--- Data lines ---
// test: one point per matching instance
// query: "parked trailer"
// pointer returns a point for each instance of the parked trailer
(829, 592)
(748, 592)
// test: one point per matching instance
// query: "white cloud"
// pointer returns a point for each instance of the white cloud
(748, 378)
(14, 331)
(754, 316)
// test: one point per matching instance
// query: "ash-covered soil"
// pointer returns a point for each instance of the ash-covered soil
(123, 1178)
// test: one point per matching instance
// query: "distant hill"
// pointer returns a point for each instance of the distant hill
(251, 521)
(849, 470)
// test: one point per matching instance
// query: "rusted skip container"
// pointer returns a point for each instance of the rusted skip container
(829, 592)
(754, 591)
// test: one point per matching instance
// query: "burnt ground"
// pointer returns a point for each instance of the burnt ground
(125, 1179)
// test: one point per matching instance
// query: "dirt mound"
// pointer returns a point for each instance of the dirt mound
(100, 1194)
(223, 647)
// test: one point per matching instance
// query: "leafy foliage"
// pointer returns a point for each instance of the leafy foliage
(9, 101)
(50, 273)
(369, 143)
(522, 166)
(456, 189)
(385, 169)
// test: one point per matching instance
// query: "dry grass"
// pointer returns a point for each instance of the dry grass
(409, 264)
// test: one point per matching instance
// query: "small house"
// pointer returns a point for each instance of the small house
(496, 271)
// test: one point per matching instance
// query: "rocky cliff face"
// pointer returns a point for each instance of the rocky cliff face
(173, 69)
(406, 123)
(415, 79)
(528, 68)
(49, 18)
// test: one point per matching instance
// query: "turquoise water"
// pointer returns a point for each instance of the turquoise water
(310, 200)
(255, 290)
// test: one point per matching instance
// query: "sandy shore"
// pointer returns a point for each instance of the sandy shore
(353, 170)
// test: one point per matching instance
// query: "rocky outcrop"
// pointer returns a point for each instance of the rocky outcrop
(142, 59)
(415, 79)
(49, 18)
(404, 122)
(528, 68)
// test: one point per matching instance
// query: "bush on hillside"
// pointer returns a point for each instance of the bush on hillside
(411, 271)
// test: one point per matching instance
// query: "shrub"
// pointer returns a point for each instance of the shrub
---
What the exercise asks —
Reproduce all of the records above, line for line and without any changes.

Finished answer —
// test: one point per matching instance
// query: "parked trailer"
// pointer returns a point for each instance of the parked trailer
(829, 592)
(748, 592)
// test: one point per matching instance
// query: "white cloud"
// pointer returns a point for each instance of the white cloud
(748, 378)
(14, 331)
(754, 316)
// test: one point per matching instance
// query: "ash-covered soil"
// pointer returns a point for each instance of the ash-covered soil
(123, 1178)
// test: one point per matching instance
// query: "distant hill"
// pointer returns a point for each instance of the distant hill
(251, 521)
(849, 470)
// test: one point per matching instance
// query: "rusted skip container"
// pointer returns a point for each instance of the rusted skip container
(829, 592)
(754, 591)
// test: one point per matching instance
// query: "burnt ground"
// pointer returns a point for each instance of the burnt ground
(125, 1179)
// test: one point per matching instance
// query: "dirt mound"
// pointer returns a point for each instance of the dirt mound
(100, 1194)
(223, 647)
// test: one point per matching instance
// query: "leafy foliage"
// pointer returns a point for each instance of the leafy foliage
(9, 101)
(50, 273)
(369, 143)
(522, 166)
(456, 189)
(385, 169)
// test: one point per matching instance
// query: "dry grass"
// pointer returns a point for each instance of the dry grass
(409, 264)
// test: one point per matching instance
// query: "small house"
// pointer returns a point for each instance of the small house
(496, 271)
// test: one point per matching instance
// query: "rocky cliff face"
// pointer returns a point for each instance of the rocky cliff face
(173, 69)
(406, 123)
(415, 79)
(528, 68)
(49, 18)
// test: one point per matching instance
// query: "turquoise water"
// pointer returns a point for each instance of the turquoise water
(310, 200)
(255, 290)
// test: one point per matching instance
// query: "sandy shore"
// pointer returns a point for each instance of the sandy shore
(353, 170)
// test: one point per matching instance
// query: "rocky outcrop"
// pointer returns a point for each instance of the rocky outcrop
(142, 59)
(415, 79)
(49, 18)
(404, 122)
(528, 68)
// test: one point per matching instance
// query: "bush on hillside"
// pointer returns a point for each instance of the bush on hillside
(411, 271)
// test: one point per matching instance
// query: "shrub"
// pointer returns a point for each instance of the shrub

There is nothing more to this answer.